WORK REQUIRED
Swap "wooden floor" for "tiled floor" in the records from the start through the line holding "<point>658,575</point>", inclusive, and give back only those lines, otherwise unchanged.

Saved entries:
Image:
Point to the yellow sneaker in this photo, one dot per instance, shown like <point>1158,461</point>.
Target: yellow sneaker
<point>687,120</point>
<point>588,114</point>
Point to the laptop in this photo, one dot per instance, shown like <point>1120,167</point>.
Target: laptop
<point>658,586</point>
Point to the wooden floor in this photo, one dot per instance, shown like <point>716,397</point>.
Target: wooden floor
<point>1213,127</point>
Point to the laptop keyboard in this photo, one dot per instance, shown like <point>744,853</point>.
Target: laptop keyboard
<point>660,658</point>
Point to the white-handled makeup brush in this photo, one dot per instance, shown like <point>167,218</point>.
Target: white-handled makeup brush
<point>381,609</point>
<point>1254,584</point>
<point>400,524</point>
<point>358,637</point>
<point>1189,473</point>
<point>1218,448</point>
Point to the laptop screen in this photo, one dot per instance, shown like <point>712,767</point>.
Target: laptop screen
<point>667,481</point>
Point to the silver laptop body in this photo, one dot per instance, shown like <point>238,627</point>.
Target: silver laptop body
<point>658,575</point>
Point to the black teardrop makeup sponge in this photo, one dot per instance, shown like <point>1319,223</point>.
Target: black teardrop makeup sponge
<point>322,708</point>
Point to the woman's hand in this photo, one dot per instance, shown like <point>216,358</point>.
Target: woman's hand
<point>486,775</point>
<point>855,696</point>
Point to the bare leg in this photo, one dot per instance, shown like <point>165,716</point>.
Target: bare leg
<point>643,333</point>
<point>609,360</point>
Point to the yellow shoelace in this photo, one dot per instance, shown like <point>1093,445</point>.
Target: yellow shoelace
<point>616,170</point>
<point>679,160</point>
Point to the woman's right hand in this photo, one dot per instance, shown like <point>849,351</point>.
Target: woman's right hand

THE COMPLETED TASK
Image:
Point to the yellow sneaker in this photo, one dot per instance, shown like <point>1158,461</point>.
Target: yellow sneaker
<point>687,120</point>
<point>588,114</point>
Point to the laptop in this photo, one dot per instance, shown like <point>1120,167</point>.
Target: laptop
<point>658,586</point>
Point to the tiled floor in this photo, one dot per instance, shown like <point>716,397</point>.
Target: tiled floor
<point>1213,127</point>
Point to the laptop keyboard in this photo, one dot per instance, shown like <point>744,853</point>.
Target: laptop keyboard
<point>660,658</point>
Point to the white-handled makeup brush in this photo, one dot per instance, shown like <point>167,218</point>.
Target: white-handled makeup brush
<point>381,609</point>
<point>1254,584</point>
<point>400,524</point>
<point>358,637</point>
<point>1189,473</point>
<point>1218,448</point>
Point to the laptop screen in this photo, one dot per instance, shown like <point>712,767</point>.
Target: laptop screen
<point>667,481</point>
Point to the silver laptop body in this photo, one dot per instance, shown like <point>238,627</point>.
Target: silver laptop body
<point>658,575</point>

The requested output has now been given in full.